• [Set problem 1]
Using the text on William Ledyard Rodgers, answer each question briefly:
(a) Where was Rodgers buried?
(b) Which award does the text list for him?
(c) Which war did his grandfather fight in?
• [Set problem 2] From the text on William Ledyard Rodgers, reproduce word for word the part that opens with the words containing "Bethesda, Maryland" and closes with "ancient naval warfare.".

[START OF Text passage]

William Ledyard Rodgers
William Ledyard Rodgers.jpg
Born (1860-02-04)4 February 1860
Washington, D.C.
Died 7 May 1944(1944-05-07) (aged 84)
Bethesda, Maryland
Buried at Oak Hill Cemetery, Washington, D.C.
Allegiance  United States of America
Service/branch Seal of the United States Department of the Navy.svg United States Navy
Years of service 1878–1924
Rank US-O9 insignia.svg Vice Admiral
Commands held
Battles/wars
Awards Navy Cross
Relations
Other work
Rodgers photographed as a captain.

William Ledyard Rodgers (February 4, 1860 – May 7, 1944) was a vice admiral of the United States Navy. His career included service in the Spanish–American War and World War I, and a tour as President of the Naval War College. Rodgers was also a noted historian on military and naval topics, particularly relating to ancient naval warfare.

He was the third generation in a well-known family of able naval officers. He was the son of Rear Admiral John Rodgers (1812–1882), who fought in the Second Seminole War (1839–1842) and the American Civil War (1861–1865), and the grandson of Commodore John Rodgers (1772–1838), who fought in the War of 1812 (1812–1814). Rodgers's own son, John Rodgers, born in 1881, also served as a U.S. Navy officer and was an early aviator, reaching the rank of commander before dying in a plane crash in 1926.

[END OF Text passage]
[START OF Supplied information]

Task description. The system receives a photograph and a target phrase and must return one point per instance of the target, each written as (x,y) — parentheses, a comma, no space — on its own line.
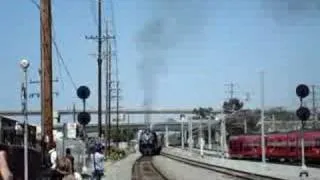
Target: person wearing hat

[END OF Supplied information]

• [Full output 1]
(a) Oak Hill Cemetery, Washington, D.C.
(b) The Navy Cross
(c) The War of 1812 (1812–1814)

• [Full output 2]
Bethesda, Maryland
Buried at Oak Hill Cemetery, Washington, D.C.
Allegiance  United States of America
Service/branch Seal of the United States Department of the Navy.svg United States Navy
Years of service 1878–1924
Rank US-O9 insignia.svg Vice Admiral
Commands held
Battles/wars
Awards Navy Cross
Relations
Other work
Rodgers photographed as a captain.

William Ledyard Rodgers (February 4, 1860 – May 7, 1944) was a vice admiral of the United States Navy. His career included service in the Spanish–American War and World War I, and a tour as President of the Naval War College. Rodgers was also a noted historian on military and naval topics, particularly relating to ancient naval warfare.